Output word for word the lines from the one with "Where can the man's face" to the final line of the data, both ends included, but skip the pictures.

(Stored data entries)
[Start of section]

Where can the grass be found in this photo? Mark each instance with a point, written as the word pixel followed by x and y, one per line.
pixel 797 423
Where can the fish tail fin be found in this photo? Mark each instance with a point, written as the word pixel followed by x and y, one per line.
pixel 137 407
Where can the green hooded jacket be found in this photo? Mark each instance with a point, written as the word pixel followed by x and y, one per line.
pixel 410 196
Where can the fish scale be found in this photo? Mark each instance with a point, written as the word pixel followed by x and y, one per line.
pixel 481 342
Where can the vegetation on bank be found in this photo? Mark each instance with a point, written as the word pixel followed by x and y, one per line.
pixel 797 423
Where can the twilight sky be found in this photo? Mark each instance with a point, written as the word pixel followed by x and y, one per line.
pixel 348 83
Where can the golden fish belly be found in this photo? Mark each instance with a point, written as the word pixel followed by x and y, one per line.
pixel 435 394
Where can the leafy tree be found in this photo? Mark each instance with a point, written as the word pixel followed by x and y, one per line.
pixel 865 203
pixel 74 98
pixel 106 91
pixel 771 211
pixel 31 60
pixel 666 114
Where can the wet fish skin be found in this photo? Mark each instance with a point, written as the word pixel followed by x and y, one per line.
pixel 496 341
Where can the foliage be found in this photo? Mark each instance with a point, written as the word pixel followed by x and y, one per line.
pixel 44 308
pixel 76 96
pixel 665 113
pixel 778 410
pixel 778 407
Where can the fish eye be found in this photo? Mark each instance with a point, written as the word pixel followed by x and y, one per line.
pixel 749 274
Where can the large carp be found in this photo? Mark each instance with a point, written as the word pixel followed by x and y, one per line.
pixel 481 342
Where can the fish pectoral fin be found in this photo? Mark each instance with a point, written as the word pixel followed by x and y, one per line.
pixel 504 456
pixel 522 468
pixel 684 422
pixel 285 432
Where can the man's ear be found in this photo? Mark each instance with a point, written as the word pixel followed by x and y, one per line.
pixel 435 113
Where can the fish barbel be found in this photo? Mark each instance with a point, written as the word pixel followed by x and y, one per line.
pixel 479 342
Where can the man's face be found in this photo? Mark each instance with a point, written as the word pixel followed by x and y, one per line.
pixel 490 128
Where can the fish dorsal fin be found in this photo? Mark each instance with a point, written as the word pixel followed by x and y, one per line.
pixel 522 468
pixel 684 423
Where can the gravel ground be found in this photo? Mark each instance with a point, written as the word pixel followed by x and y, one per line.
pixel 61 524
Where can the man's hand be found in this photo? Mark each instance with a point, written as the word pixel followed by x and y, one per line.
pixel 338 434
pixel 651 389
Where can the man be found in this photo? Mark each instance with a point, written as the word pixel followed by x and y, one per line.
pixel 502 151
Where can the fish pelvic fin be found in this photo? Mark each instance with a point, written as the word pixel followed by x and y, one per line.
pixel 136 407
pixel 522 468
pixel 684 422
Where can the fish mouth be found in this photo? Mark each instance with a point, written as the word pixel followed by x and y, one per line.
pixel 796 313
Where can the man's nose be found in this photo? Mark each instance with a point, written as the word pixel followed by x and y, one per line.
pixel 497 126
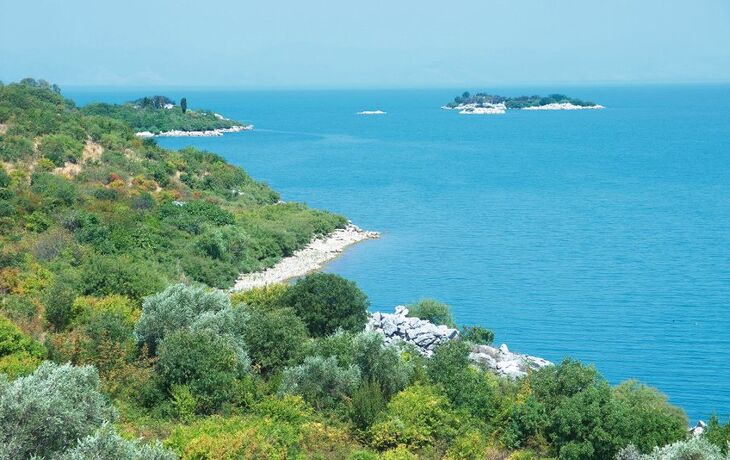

[End of section]

Exercise solution =>
Where can the man's face be found in this photo? Mark each instance with a point, written as the word pixel followed by x and y, one per line.
pixel 490 128
Where can the fish dorsal fin be found in this photo? Mark each instance with a point, written as the word pixel followed by x and y, one per line.
pixel 522 468
pixel 684 423
Where can the gravel ground be found in this photo? Mark each instance with a point, written as the word pixel followed by x and y, one per line.
pixel 61 524
Where can the man's hand be found in this photo? Mark each instance with a point, written as the word pixel followed by x and y, one per line.
pixel 338 434
pixel 651 389
Where can the man be found in this photo? Mark each instance with a point, written as the word pixel followed by x and y, one per line.
pixel 502 151
Where can the fish pelvic fin be found in this photo? Mark each instance with a point, written as the word pixel followed by x and y, one per line.
pixel 136 407
pixel 522 468
pixel 684 422
Where can the fish mouth be found in this photo? Mark each instance with a point, written as the word pixel followed by x and y, one per line.
pixel 796 313
Where can the man's nose be found in this photo? Mark each instance with a point, written as the word pixel followed by x and y, one per line.
pixel 497 126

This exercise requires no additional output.